*Exercise prompt*
Would you output the following records verbatim and skip the images in them?

*Records for processing*

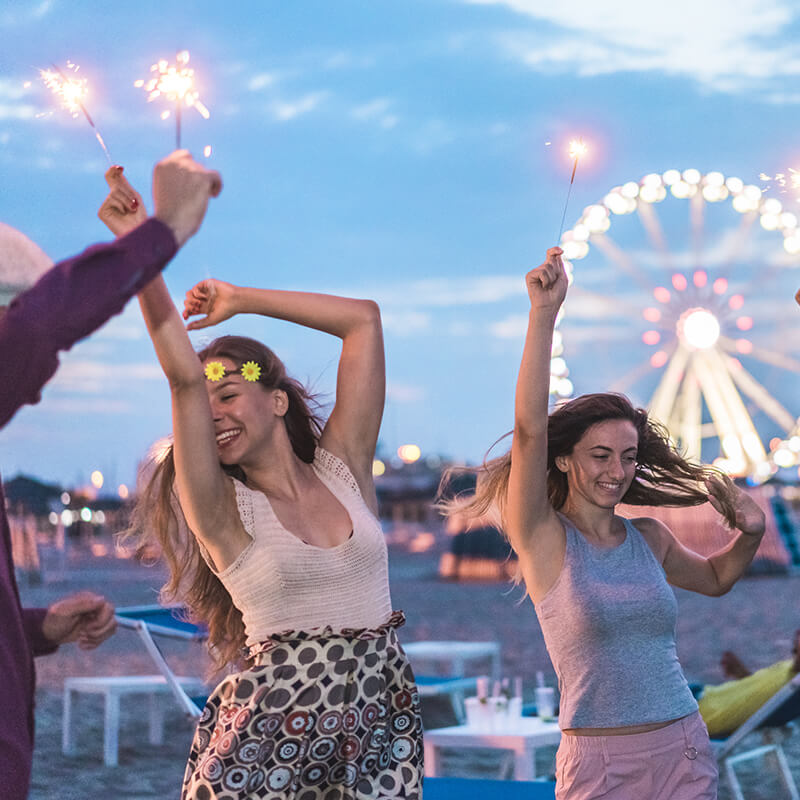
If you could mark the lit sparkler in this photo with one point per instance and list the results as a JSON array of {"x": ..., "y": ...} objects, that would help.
[
  {"x": 174, "y": 82},
  {"x": 72, "y": 91},
  {"x": 576, "y": 149}
]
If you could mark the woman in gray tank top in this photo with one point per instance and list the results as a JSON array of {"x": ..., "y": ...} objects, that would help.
[{"x": 599, "y": 582}]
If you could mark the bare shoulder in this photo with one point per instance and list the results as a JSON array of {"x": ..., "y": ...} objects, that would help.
[{"x": 657, "y": 535}]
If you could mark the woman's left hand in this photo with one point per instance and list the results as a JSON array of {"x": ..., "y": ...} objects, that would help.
[{"x": 750, "y": 519}]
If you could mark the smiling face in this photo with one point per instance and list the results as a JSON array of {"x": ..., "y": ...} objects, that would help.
[
  {"x": 245, "y": 414},
  {"x": 602, "y": 464}
]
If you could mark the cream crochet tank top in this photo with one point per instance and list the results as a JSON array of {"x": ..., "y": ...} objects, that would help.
[{"x": 280, "y": 583}]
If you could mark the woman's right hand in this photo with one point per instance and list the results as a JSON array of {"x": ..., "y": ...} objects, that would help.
[
  {"x": 547, "y": 284},
  {"x": 123, "y": 209},
  {"x": 211, "y": 297}
]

*Task answer*
If you could mark the lit sparkler in this photo with one point per instance and list the results as a JSON array of {"x": ..., "y": ...} objects, that would help.
[
  {"x": 174, "y": 82},
  {"x": 72, "y": 91},
  {"x": 576, "y": 149}
]
If you could mark the woman in gray tank top in this photo with one point per instance and list the results as a JSON array of {"x": ..., "y": ...} objects, that would help.
[{"x": 599, "y": 582}]
If you could mark the bare shoulder in this photo with one point per instance and list the results as a JSON array of {"x": ..., "y": ...} objects, that would help.
[{"x": 657, "y": 535}]
If you could mark the woman's left hand in this photo with one point per instance and list the results as a JSON array of {"x": ..., "y": ...} objects, that would help.
[{"x": 750, "y": 519}]
If you could mark the smiling face in this photo with one point per instance and list the results as a JSON array of {"x": ..., "y": ...} objects, that would help.
[
  {"x": 245, "y": 414},
  {"x": 602, "y": 464}
]
If you could mark the cream crochet tank top in this photo with one point per instance and list the results as a JSON array of {"x": ..., "y": ...} objects, that would help.
[{"x": 280, "y": 583}]
If you could mark the woman's right hand in this photo with one point per instance and list the results as a JSON array of {"x": ..., "y": ...} objects, that would help.
[
  {"x": 547, "y": 284},
  {"x": 123, "y": 209},
  {"x": 211, "y": 297}
]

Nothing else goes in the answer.